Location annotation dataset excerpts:
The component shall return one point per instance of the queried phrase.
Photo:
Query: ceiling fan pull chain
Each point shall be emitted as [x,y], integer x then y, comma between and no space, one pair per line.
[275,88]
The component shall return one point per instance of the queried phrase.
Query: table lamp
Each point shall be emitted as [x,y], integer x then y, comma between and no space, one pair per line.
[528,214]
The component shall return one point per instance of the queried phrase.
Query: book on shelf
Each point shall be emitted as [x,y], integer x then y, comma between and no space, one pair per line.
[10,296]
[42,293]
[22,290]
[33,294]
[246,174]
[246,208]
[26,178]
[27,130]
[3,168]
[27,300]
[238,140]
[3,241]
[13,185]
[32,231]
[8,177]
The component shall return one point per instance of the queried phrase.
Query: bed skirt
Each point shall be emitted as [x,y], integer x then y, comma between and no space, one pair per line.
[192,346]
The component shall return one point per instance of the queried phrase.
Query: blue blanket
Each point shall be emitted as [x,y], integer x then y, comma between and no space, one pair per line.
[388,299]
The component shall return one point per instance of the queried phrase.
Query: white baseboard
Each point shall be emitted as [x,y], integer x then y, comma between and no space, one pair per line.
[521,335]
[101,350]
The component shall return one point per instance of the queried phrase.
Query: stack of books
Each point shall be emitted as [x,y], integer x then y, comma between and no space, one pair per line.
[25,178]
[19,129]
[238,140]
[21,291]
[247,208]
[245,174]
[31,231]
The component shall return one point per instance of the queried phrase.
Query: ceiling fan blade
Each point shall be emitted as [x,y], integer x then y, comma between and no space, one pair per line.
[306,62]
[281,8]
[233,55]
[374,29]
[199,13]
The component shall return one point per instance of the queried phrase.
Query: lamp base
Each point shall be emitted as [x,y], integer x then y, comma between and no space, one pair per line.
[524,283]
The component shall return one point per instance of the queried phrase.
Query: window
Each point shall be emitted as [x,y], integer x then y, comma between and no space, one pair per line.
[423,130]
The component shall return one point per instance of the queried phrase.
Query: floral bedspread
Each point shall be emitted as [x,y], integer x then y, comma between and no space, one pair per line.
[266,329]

Given instruction>
Repeat the material from above exactly, word for word.

Expected answer>
The component shall return one point per instance of the queried phrase.
Photo:
Query: ceiling fan pull chain
Each point shall be emitted as [x,y], integer x then y, comma between and no space, one pair per line.
[275,88]
The component shall return one point per instance of the queried phrase.
Query: table lamp
Each point shall be emitted as [x,y], integer x then y, comma between and no space, one pair per line.
[528,214]
The component shall return one point per instance of the queried phrase.
Query: book on shelf
Each point shall be emitted as [x,y], integer x then y, comma between and no space, one pair per line.
[10,296]
[42,293]
[22,290]
[33,294]
[246,174]
[246,208]
[26,178]
[27,130]
[3,168]
[27,300]
[238,140]
[3,241]
[13,185]
[32,231]
[8,177]
The component shall return one point per instance of the queried phrase.
Query: bed skirt
Each point shall be emitted as [x,y], integer x then y, comma between and no space, one pair per line.
[192,346]
The component shall return one point per instance of the queried phrase.
Query: blue blanket
Each point shall be emitted as [x,y], integer x then y, comma between and no space, one pair per line.
[388,299]
The component shall return one point per instance of the queried phrase.
Query: white baseboard
Each point shall be emitted as [x,y], integer x then y, comma between and no space, one pair per line.
[521,335]
[101,350]
The component shall return one point per instance of the queried phrase.
Query: stack of books
Each point shall be emitted as [x,y], integer x then y, comma between and no space, one pair per line.
[25,178]
[19,129]
[238,140]
[21,291]
[247,208]
[245,174]
[31,231]
The component shall return one point per instance of the queried phrase.
Query: ceiling fan blade
Each point shall be emitted as [x,y], integer x then y, comma between and no space, one pair per line.
[306,62]
[281,8]
[233,55]
[374,29]
[199,13]
The component shall return one point per instance of the queried phrase.
Query: lamp base
Each point shall be emitted as [x,y], integer x then y, comma between and no space, one pair per line.
[524,283]
The component shall return one point per instance of the queried phrase.
Query: window
Each point shall be emitted as [x,y], integer x then y, comma between and no space, one pair per line.
[423,130]
The component shall return one point per instance of the queried phrase.
Query: floral bedspread
Each point shall be emitted as [x,y], integer x then y, comma between and no space, one pair per line.
[266,329]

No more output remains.